═══ EXTRACTED RECORDS

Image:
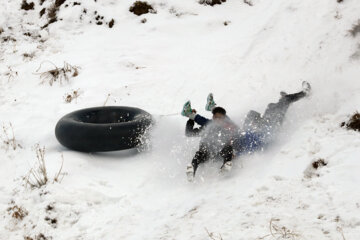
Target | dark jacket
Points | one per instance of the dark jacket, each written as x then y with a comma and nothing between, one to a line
243,142
190,131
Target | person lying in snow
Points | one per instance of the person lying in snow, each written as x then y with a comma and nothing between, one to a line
220,137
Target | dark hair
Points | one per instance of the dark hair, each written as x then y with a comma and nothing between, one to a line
219,110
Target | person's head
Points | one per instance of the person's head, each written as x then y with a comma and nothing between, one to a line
219,113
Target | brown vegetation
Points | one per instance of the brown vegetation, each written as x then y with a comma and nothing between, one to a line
140,8
27,6
58,74
211,2
353,123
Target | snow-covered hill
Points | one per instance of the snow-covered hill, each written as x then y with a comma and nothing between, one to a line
245,55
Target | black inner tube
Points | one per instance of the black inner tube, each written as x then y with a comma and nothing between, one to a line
103,129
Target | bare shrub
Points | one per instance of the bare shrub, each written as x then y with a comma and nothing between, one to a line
311,170
280,232
9,139
355,30
353,123
38,175
211,2
69,97
27,6
58,74
17,212
140,8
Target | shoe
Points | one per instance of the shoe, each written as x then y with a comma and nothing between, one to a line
187,111
210,103
306,87
226,167
190,173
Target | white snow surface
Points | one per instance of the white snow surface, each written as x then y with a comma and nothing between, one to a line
184,51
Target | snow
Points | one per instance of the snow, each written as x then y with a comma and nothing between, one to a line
158,65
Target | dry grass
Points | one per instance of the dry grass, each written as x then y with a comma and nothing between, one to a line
38,175
27,6
355,30
9,139
40,236
339,229
73,95
353,123
58,74
17,212
280,232
140,8
11,74
211,2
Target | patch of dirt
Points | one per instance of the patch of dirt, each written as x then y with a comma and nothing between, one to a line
27,6
140,8
353,123
42,12
211,2
17,212
52,12
319,163
355,29
111,23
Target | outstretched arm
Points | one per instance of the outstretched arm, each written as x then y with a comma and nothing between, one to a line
201,120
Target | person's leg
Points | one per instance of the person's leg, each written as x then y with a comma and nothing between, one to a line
201,156
227,153
275,112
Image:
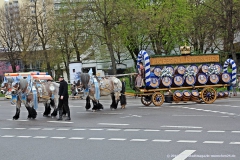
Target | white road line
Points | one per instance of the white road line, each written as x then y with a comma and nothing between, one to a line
24,136
185,154
99,139
216,142
234,143
161,140
212,131
138,140
113,129
76,138
113,124
34,128
8,136
187,141
40,137
48,129
79,129
171,130
193,131
59,122
58,137
181,127
62,129
151,130
95,129
117,139
131,130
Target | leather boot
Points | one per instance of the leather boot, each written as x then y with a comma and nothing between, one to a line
68,117
60,115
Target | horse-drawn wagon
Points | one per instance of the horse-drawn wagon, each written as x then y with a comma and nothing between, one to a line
185,78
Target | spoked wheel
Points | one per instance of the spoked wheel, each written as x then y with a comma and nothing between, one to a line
157,99
146,100
208,95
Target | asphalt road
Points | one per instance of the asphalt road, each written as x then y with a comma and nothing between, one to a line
173,131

══════

▶ **PROBLEM DETAILS**
Rewrite everything from the line containing "Target | horse-drawn wagon" down to the end of the data above, shifting every coordinate in the answers by adding 143 to it and keeping all other lines unchanged.

▶ **CORRECT RESPONSE**
Target | horse-drawn wagon
Points | one per instance of the horse-drawn wagon, each written as x then y with a comma and nothing between, one to a line
328,221
Target | spoked wheel
Points | one per instance of the spoked wheel, each written as x then y with a comma and nothing between, one to a line
300,242
289,243
351,238
Target | asphalt road
Points | one per instance of the asphalt road, each written as x then y with a comma and nothing between, one to a line
316,274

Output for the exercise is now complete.